- _About this task_
From the text below on embryonic stem cell funding, list every number written in digits, in the order the numbers appear.

- _Selected text_
--------------------------------

Debates over embryonic stem (ES) cells are roiling politicians on both sides of the Atlantic. A few days after U.S. President George W. Bush vetoed a law that would have loosened rules for federal funding (ScienceNOW, 19 July), several European countries opposed to embryo research threatened to block the European Union's stem cell funding program unless rules on ES cell research were tightened. Yesterday, science ministers from the 25 E.U. member countries agreed to a compromise, in which the E.U. will not fund derivation of new stem cell lines from embryos. However, unlike rules for federal funding in the U.S., there are no restrictions on which cell lines researchers can use once they are derived.
In addition to funding available from their home countries, European scientists can apply for money from the E.U.-wide program called Framework. The next instalment, called Framework 7, will spend €50 billion ($63 billion) between 2007 and 2013 on all areas of science. Because E.U. member countries have a range of laws governing embryo research, the topic has long been a sticking point in negotiations over Framework's funding rules.

--------------------------------

- _Data to examine_
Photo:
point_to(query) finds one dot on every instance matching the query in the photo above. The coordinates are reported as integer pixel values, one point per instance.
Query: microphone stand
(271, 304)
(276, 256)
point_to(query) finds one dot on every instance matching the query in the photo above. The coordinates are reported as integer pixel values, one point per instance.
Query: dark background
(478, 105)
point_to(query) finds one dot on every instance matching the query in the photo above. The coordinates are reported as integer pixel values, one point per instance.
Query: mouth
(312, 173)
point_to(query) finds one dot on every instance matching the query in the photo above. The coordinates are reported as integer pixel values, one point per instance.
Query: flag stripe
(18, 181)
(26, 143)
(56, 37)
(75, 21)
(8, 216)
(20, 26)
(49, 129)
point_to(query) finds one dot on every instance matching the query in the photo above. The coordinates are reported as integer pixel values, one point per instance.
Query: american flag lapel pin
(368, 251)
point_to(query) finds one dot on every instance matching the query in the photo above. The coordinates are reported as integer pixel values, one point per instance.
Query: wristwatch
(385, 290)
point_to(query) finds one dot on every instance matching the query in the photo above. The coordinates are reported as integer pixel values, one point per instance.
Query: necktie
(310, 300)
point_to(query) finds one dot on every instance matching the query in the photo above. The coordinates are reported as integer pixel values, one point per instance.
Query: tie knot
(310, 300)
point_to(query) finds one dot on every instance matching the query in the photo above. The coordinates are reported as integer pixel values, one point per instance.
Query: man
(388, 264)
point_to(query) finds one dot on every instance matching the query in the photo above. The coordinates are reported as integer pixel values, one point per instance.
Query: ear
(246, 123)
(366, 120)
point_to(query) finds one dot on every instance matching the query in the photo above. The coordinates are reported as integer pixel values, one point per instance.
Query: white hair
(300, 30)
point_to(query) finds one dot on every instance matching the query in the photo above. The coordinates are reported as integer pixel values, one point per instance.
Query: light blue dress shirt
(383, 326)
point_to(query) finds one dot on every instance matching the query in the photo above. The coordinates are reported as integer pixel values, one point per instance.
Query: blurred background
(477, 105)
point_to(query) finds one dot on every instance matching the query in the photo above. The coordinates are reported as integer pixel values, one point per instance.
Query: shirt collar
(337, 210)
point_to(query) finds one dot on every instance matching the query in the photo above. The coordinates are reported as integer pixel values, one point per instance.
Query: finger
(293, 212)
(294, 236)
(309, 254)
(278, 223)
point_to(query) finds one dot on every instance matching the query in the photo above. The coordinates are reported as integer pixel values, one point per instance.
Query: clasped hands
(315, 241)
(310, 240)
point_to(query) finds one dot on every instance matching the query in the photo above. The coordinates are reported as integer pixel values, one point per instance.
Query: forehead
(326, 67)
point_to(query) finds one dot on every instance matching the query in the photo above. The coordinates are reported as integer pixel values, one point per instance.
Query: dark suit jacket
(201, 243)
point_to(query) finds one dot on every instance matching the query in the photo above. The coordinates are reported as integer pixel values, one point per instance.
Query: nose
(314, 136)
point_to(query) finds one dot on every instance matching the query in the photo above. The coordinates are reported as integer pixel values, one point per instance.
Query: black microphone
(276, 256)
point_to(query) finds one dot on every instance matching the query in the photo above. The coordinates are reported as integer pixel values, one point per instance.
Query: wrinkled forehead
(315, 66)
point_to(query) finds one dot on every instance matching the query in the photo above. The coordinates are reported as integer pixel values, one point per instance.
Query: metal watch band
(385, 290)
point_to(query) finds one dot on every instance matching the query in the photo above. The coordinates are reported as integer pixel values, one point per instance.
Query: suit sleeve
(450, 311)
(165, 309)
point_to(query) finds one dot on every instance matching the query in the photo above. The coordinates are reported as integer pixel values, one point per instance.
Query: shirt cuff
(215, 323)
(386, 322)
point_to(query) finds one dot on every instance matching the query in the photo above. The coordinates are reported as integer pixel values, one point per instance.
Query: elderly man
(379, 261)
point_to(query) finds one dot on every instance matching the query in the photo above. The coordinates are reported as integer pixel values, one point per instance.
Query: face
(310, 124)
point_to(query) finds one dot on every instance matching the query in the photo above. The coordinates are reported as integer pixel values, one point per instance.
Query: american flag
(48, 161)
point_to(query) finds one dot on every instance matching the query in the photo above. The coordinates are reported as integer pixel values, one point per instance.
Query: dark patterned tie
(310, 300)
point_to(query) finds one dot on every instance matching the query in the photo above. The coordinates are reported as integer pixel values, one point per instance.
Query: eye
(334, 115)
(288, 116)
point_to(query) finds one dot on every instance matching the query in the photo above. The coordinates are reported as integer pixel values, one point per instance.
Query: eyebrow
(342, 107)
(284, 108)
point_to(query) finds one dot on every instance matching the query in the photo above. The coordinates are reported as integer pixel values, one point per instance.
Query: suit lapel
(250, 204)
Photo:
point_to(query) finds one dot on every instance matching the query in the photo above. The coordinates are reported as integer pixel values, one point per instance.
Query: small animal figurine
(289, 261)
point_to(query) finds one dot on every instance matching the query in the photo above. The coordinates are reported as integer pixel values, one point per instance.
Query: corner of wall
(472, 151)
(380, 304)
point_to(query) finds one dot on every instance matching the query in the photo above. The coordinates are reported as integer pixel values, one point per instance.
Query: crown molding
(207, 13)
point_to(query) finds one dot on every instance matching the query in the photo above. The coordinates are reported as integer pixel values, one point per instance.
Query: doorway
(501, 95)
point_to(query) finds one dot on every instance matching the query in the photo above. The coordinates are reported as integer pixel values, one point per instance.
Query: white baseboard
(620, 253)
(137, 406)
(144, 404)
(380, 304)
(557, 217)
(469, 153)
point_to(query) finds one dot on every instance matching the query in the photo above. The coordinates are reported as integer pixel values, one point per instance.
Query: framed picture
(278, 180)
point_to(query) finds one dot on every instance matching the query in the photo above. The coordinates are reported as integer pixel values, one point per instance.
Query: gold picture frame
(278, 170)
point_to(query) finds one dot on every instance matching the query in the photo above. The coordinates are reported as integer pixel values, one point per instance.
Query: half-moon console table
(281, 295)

--------------------------------

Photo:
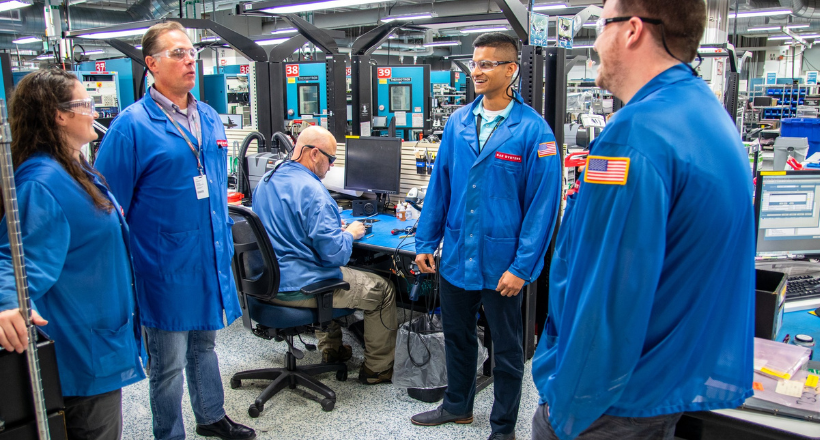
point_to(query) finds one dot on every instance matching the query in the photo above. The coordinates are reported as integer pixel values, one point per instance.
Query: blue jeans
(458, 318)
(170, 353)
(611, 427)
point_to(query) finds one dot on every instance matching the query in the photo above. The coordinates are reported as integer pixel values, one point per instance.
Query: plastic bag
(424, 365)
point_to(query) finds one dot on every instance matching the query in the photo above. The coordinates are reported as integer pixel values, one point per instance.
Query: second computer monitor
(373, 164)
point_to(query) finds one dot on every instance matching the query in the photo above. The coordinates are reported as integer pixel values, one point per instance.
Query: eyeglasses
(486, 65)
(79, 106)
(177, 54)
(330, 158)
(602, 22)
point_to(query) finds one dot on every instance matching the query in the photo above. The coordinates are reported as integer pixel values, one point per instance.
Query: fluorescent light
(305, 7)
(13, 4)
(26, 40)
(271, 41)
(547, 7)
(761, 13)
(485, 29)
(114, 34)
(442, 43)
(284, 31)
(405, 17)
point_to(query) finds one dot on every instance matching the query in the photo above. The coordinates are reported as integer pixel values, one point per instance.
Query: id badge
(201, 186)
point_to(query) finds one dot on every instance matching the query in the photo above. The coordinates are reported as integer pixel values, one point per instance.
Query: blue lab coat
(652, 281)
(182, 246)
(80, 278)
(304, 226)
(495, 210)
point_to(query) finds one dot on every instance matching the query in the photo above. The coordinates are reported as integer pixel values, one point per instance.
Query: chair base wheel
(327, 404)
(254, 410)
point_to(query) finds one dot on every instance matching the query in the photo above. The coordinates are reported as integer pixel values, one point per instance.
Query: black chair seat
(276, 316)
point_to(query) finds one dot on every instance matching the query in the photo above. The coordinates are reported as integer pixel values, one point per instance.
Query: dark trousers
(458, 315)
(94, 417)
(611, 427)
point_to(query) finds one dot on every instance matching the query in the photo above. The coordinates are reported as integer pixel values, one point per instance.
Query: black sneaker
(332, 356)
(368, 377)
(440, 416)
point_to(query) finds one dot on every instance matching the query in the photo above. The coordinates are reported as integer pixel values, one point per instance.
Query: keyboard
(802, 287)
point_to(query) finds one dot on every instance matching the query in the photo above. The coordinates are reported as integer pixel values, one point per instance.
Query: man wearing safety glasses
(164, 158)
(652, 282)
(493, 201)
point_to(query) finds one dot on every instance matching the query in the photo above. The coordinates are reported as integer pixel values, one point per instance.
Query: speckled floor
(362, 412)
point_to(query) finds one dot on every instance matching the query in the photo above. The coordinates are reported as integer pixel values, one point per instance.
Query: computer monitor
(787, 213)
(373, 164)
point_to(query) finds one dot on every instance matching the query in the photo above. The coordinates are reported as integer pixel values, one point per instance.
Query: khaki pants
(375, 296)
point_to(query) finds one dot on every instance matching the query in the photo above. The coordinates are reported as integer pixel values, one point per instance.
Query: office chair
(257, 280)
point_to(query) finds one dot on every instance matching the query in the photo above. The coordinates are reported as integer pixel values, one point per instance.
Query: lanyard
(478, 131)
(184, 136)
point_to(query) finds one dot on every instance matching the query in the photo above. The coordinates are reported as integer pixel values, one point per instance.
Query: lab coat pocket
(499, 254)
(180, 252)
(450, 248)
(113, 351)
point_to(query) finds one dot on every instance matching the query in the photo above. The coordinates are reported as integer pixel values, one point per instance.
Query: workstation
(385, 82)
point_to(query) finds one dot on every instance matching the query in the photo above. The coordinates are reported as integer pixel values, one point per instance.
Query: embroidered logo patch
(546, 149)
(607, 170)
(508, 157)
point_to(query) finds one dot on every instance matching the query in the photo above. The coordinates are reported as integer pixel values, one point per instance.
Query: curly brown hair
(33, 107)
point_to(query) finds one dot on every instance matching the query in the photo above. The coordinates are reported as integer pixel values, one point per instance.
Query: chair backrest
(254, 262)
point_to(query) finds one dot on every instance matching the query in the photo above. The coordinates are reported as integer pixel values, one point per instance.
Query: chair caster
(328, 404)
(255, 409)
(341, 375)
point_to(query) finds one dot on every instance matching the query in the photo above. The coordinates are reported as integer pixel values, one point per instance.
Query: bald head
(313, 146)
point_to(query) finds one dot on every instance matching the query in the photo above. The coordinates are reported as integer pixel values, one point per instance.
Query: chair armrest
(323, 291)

--------------------------------

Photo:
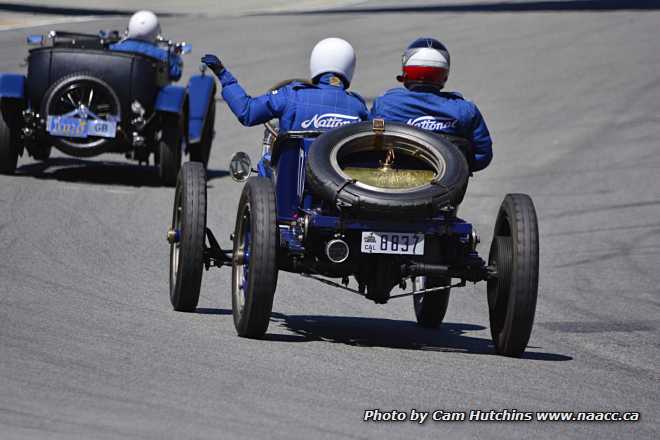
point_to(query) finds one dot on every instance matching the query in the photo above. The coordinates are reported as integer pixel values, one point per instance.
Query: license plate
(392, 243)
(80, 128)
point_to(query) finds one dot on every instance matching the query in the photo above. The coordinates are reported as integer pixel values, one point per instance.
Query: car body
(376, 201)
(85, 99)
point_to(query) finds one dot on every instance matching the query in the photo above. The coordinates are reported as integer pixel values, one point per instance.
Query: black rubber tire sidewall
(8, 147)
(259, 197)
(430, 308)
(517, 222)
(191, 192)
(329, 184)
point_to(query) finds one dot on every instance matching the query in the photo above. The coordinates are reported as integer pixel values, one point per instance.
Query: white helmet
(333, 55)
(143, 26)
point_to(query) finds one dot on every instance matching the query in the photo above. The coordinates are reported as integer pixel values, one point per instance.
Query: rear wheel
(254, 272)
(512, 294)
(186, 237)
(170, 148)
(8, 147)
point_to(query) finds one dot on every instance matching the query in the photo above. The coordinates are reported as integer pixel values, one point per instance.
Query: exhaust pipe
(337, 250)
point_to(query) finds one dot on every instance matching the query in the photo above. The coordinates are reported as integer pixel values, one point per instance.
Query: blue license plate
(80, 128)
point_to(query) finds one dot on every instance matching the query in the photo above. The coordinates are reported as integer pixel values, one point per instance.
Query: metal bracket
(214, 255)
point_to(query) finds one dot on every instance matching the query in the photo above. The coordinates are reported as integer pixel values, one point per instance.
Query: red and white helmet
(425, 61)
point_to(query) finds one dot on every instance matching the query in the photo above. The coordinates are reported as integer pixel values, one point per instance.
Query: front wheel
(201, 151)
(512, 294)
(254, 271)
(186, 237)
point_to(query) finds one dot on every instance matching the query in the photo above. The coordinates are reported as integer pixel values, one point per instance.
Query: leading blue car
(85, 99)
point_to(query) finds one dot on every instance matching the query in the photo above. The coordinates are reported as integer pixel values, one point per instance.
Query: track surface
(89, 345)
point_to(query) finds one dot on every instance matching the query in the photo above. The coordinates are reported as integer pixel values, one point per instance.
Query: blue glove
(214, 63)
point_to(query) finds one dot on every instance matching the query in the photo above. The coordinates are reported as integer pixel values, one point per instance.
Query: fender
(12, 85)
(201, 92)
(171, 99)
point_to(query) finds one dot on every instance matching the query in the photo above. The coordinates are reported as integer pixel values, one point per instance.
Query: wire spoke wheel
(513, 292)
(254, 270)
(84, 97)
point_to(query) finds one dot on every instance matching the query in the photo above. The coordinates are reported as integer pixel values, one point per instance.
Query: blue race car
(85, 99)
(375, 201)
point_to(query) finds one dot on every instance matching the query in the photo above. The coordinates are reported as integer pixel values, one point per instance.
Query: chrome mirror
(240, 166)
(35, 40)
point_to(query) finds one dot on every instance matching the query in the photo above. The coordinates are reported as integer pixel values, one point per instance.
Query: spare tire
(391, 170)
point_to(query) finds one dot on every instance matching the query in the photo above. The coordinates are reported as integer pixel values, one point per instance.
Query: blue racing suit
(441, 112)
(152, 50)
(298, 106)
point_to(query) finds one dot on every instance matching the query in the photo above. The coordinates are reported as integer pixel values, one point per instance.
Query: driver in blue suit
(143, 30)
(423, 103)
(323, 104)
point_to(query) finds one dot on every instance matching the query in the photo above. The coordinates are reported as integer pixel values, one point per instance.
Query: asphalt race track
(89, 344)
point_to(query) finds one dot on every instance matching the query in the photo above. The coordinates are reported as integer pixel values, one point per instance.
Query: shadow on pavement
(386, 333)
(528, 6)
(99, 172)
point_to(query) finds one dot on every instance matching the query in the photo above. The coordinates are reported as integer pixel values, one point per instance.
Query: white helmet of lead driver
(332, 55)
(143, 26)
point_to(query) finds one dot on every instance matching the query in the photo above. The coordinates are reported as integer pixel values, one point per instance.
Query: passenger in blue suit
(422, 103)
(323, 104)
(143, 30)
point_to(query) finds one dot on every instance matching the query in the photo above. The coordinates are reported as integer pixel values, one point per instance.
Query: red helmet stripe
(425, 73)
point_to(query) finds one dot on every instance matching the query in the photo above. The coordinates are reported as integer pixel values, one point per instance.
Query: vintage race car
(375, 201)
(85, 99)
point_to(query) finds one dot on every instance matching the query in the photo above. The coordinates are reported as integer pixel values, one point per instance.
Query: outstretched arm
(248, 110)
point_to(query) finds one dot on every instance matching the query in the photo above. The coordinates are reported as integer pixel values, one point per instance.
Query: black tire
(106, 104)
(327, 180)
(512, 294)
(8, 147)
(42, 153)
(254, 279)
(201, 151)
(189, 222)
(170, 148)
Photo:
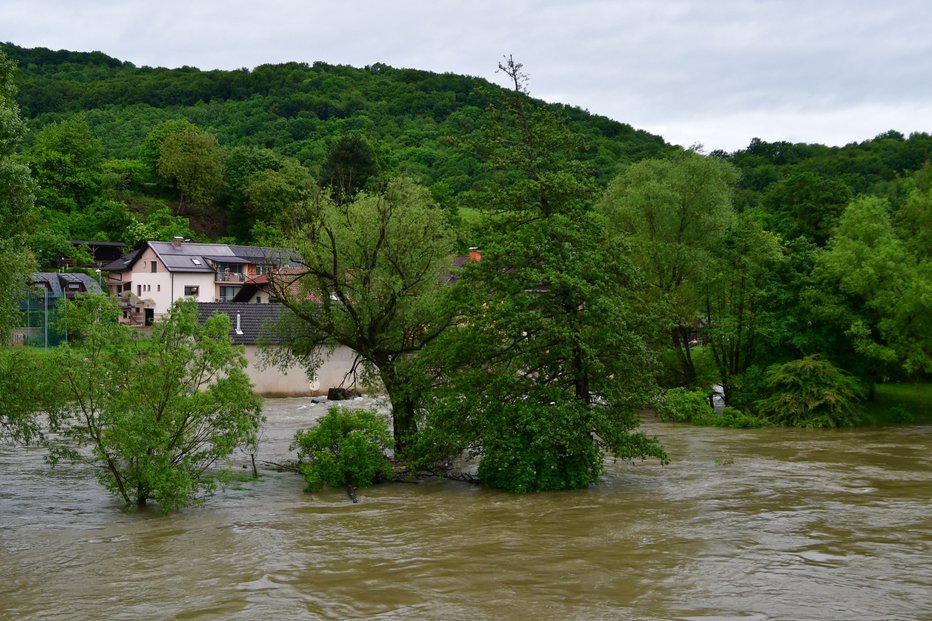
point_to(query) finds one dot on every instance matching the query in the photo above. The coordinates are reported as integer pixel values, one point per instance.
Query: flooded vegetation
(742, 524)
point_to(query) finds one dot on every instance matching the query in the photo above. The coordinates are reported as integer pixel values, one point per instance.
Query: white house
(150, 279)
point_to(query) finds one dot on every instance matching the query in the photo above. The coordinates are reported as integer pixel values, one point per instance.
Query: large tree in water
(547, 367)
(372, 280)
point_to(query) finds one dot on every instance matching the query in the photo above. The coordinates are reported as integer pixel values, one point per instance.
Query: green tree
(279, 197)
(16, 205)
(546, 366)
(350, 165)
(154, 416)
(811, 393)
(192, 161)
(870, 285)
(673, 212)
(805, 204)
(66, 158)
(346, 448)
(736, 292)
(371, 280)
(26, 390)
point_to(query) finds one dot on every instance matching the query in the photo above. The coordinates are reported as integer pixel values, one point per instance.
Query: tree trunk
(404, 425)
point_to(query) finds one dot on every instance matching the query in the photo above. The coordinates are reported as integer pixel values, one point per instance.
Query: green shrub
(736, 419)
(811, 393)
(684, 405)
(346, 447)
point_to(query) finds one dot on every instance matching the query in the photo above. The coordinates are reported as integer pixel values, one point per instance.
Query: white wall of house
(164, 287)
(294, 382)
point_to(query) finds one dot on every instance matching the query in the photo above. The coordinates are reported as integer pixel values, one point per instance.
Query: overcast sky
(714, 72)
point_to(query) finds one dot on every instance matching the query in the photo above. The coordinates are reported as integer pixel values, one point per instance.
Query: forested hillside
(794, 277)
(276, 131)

--------------------------------

- _Task solution_
19, 25, 7, 50, 63, 2007, 2013